_WORK INSTRUCTIONS_: Print the complete set of entries exactly.

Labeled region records
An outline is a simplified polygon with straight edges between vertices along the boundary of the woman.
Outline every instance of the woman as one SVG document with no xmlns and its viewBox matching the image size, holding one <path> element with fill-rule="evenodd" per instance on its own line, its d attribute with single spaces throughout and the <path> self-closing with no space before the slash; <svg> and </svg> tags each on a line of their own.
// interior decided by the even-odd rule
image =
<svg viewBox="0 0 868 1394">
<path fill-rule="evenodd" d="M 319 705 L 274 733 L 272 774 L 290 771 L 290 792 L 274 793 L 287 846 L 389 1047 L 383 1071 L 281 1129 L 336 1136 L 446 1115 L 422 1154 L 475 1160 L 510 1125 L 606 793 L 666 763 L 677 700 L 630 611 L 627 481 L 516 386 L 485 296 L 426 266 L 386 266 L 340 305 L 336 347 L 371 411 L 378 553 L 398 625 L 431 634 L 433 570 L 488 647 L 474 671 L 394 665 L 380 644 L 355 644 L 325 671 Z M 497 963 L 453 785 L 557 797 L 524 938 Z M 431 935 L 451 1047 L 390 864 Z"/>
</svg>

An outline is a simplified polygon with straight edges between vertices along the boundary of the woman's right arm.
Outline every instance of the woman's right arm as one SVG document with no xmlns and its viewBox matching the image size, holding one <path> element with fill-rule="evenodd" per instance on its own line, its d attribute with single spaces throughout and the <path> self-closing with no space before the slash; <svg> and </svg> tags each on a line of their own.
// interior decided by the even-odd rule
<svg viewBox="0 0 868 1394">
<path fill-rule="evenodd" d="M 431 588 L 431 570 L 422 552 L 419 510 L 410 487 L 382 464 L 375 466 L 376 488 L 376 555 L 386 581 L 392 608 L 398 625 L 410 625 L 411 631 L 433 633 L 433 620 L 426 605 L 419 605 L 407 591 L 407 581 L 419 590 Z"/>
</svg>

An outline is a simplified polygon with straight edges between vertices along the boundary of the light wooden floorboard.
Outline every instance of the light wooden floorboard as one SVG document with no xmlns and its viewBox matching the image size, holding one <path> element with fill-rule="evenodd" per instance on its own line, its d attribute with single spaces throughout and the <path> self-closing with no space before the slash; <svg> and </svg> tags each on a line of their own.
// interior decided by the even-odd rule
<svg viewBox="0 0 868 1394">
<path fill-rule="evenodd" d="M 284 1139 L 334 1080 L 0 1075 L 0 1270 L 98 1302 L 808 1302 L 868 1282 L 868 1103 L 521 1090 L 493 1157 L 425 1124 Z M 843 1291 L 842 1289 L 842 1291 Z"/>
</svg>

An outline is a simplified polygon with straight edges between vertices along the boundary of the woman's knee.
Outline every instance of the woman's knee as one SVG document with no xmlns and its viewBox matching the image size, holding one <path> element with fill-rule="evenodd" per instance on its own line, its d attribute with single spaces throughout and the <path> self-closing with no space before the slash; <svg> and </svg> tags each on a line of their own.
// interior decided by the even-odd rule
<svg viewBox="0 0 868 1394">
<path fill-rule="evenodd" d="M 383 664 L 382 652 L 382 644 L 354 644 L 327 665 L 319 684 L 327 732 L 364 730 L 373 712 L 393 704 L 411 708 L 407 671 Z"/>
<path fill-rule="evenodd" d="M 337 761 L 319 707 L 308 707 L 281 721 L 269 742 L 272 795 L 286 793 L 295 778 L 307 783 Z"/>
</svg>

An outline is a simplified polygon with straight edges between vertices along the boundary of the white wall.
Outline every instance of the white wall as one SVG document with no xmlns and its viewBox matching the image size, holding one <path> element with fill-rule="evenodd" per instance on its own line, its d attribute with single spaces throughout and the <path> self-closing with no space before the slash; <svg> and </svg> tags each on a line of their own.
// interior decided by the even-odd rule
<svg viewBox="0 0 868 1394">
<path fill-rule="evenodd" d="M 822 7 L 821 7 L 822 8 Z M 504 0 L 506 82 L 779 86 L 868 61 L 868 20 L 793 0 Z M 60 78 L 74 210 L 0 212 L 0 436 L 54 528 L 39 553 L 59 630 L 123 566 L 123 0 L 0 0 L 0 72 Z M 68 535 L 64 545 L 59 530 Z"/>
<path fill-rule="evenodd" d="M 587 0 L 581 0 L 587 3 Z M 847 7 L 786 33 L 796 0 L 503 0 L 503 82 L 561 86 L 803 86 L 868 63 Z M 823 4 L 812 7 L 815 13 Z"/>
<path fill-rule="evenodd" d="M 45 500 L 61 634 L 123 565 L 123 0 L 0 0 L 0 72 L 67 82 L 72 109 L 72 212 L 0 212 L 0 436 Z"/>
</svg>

_RESPONSE_:
An outline is a simplified polygon with straight edges between vertices along the boundary of the woman.
Outline every instance of the woman as one SVG document with no xmlns and its viewBox matching the image size, holding one <path> element with fill-rule="evenodd" per instance on its own line, its d attribute with single spaces throughout and the <path> self-closing with no space before the slash; <svg> and </svg> tags each on a line of their own.
// interior decided by the even-odd rule
image =
<svg viewBox="0 0 868 1394">
<path fill-rule="evenodd" d="M 319 705 L 274 733 L 272 774 L 290 771 L 290 792 L 274 793 L 287 846 L 389 1047 L 383 1071 L 281 1129 L 336 1136 L 446 1115 L 422 1154 L 475 1160 L 510 1125 L 606 793 L 666 763 L 677 700 L 630 611 L 627 481 L 516 386 L 485 296 L 426 266 L 386 266 L 340 305 L 336 347 L 371 411 L 378 553 L 398 625 L 431 634 L 433 570 L 488 647 L 474 671 L 394 665 L 380 644 L 355 644 L 325 671 Z M 497 963 L 453 785 L 557 797 L 524 938 Z M 431 935 L 451 1047 L 390 864 Z"/>
</svg>

An outline is a simplified polygon with straight edges between vertices along the boundary of the woman's right arm.
Outline every instance of the woman's right arm as one SVG document with no xmlns and its viewBox matching the image size, holding one <path> element with fill-rule="evenodd" per instance on its own line, its d attribute with single spaces throughout and the <path> self-closing with no space before the slash; <svg> and </svg> tags each on a line of their own.
// interior decided by the even-odd rule
<svg viewBox="0 0 868 1394">
<path fill-rule="evenodd" d="M 431 588 L 431 570 L 422 552 L 419 510 L 410 487 L 382 464 L 375 466 L 376 488 L 376 555 L 386 581 L 392 608 L 398 625 L 410 625 L 411 631 L 433 633 L 433 620 L 426 605 L 419 605 L 407 591 L 407 581 L 419 590 Z"/>
</svg>

An outline is a simplified polygon with straight edges between vertices along the boundary of the light wooden floorboard.
Outline every instance of the light wooden floorboard as one SVG document with no xmlns and its viewBox matching the image size, holding one <path> element with fill-rule="evenodd" per instance on its own line, its d attribute with single spaces throughout and the <path> self-closing with no space before the slash; <svg> and </svg> tags each on a line of their own.
// interior decided by the even-odd rule
<svg viewBox="0 0 868 1394">
<path fill-rule="evenodd" d="M 284 1139 L 334 1080 L 0 1075 L 0 1270 L 98 1302 L 808 1302 L 868 1282 L 868 1103 L 521 1090 L 493 1157 L 425 1124 Z M 843 1291 L 842 1289 L 842 1291 Z"/>
</svg>

An outline is a simplified polygon with straight edges between vertices along the boundary of the woman's knee.
Outline every instance of the woman's knee as one SVG document with no xmlns and its viewBox matching the image size, holding one <path> element with fill-rule="evenodd" per instance on its own line, its d attribute with single spaces throughout and the <path> self-closing with no space before the slash; <svg> and </svg> tags each on a line of their own.
// interior decided by the even-odd rule
<svg viewBox="0 0 868 1394">
<path fill-rule="evenodd" d="M 383 664 L 382 652 L 382 644 L 354 644 L 327 665 L 319 684 L 327 732 L 364 730 L 373 712 L 393 704 L 411 708 L 407 671 Z"/>
<path fill-rule="evenodd" d="M 337 761 L 319 707 L 308 707 L 281 721 L 269 742 L 272 795 L 286 793 L 295 778 L 307 783 Z"/>
</svg>

An outline is a simplified polygon with straight edges between vertices along the boundary of the white wall.
Outline every instance of the white wall as one SVG document with no xmlns and its viewBox matching the image size, holding one <path> element with fill-rule="evenodd" per instance on its own line, its d attribute with single spaces throughout and the <path> self-closing with no space before the slash; <svg> and </svg> tags each on a line of their own.
// interior decided by the even-odd rule
<svg viewBox="0 0 868 1394">
<path fill-rule="evenodd" d="M 822 7 L 821 7 L 822 8 Z M 504 0 L 506 82 L 779 86 L 868 61 L 868 20 L 793 0 Z M 60 78 L 74 210 L 0 212 L 0 436 L 54 528 L 39 553 L 59 630 L 123 566 L 123 0 L 0 0 L 0 72 Z M 68 535 L 64 545 L 59 530 Z"/>
<path fill-rule="evenodd" d="M 587 0 L 581 0 L 587 3 Z M 847 7 L 786 33 L 796 0 L 503 0 L 503 82 L 561 86 L 803 86 L 868 63 Z M 823 4 L 812 7 L 815 13 Z"/>
<path fill-rule="evenodd" d="M 45 500 L 61 634 L 123 565 L 123 0 L 0 0 L 0 72 L 67 82 L 72 109 L 72 212 L 0 212 L 0 436 Z"/>
</svg>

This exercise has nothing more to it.